WORK ITEM:
When the line with "Target: white face mask" appears below, start repeating lines exactly, and keep going through the line with "Target: white latex glove"; add nothing outside that span.

GIVEN ENTRIES:
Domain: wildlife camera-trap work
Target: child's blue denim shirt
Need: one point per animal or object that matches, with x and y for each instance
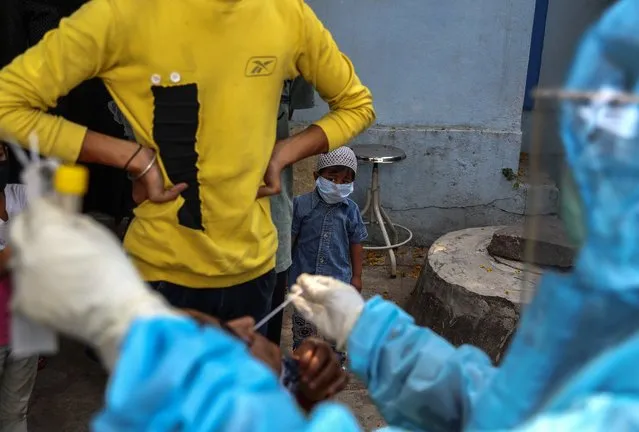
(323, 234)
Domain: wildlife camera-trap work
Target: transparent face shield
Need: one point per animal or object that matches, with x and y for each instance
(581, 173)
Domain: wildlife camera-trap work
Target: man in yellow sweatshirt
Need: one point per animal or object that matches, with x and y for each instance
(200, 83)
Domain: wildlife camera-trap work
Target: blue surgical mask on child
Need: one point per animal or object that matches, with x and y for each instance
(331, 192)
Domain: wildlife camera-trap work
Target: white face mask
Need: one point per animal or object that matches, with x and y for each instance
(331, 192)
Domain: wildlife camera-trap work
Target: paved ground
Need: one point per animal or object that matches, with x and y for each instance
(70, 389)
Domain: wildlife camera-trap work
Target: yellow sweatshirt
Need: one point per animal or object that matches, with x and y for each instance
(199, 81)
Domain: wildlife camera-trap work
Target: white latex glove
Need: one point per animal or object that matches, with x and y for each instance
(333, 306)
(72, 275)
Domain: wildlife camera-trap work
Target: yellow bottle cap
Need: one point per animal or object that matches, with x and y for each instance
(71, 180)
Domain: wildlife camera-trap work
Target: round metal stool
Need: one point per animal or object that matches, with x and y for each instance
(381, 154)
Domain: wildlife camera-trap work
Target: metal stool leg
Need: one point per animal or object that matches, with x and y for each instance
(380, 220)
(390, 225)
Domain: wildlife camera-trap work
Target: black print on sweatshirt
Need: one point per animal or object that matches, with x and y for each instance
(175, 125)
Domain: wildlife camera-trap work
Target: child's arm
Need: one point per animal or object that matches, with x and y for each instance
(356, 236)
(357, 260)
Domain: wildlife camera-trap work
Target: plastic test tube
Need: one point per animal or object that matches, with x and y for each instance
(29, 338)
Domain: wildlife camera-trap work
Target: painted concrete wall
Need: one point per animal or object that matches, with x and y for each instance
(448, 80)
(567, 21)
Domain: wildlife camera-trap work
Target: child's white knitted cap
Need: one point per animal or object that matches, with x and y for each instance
==
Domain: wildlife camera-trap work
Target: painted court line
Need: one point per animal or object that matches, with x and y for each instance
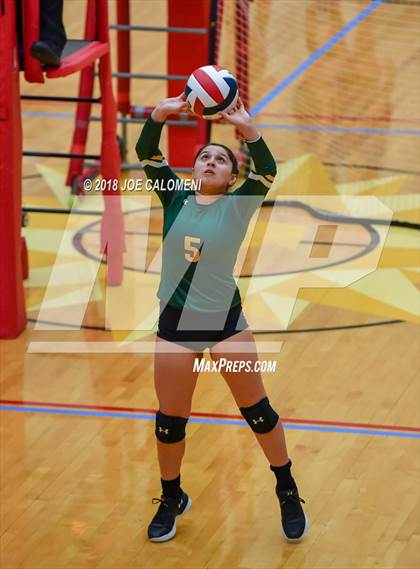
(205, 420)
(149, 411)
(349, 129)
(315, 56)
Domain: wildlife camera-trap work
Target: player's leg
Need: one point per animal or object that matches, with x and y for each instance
...
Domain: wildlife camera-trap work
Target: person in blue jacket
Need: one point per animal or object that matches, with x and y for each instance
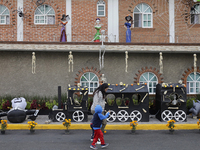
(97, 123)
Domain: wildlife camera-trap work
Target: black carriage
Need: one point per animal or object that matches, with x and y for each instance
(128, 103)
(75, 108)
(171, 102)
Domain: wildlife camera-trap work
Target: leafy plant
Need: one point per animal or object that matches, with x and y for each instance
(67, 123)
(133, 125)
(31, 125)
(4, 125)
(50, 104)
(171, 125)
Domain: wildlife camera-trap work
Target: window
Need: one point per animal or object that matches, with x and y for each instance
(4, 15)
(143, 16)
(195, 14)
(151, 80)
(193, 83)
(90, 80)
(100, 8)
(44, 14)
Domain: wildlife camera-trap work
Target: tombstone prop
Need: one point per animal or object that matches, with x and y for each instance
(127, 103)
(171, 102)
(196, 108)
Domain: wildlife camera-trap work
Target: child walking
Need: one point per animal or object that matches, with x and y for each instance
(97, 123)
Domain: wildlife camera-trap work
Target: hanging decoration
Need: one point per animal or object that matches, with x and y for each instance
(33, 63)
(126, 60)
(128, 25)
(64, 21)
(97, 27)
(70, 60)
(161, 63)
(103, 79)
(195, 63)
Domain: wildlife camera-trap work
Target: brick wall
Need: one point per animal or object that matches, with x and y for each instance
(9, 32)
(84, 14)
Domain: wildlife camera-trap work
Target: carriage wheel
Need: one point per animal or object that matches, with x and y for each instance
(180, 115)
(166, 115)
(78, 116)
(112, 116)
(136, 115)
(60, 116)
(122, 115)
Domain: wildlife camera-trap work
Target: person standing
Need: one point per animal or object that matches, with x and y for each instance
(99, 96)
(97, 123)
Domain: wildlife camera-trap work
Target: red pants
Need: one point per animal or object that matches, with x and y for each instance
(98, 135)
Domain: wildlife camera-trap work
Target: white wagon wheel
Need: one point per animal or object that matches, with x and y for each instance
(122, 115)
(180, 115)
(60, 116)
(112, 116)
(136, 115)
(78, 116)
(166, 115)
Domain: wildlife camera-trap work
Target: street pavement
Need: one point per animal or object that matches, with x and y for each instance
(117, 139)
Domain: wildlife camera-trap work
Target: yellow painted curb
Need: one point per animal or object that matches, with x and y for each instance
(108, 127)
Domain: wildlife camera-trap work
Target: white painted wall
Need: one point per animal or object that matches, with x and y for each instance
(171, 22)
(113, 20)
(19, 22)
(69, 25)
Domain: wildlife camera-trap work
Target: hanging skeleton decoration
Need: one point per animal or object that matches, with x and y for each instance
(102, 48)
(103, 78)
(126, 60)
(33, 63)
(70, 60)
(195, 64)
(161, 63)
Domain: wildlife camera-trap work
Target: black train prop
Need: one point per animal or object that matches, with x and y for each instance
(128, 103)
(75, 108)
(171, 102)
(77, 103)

REPLY TO THE TASK:
Target: white face mask
Need: one point per animal or object that matches, with x and y for each instance
(331, 192)
Domain: wildlife camera-trap work
Target: paved ground
Need: one point per animal or object that matches, with x and y for each instance
(70, 389)
Domain: wildlife camera-trap work
Target: yellow sweatshirt
Need: one point per animal or object that matches, with x and y for each instance
(199, 81)
Domain: wildlife camera-trap work
Target: white latex glove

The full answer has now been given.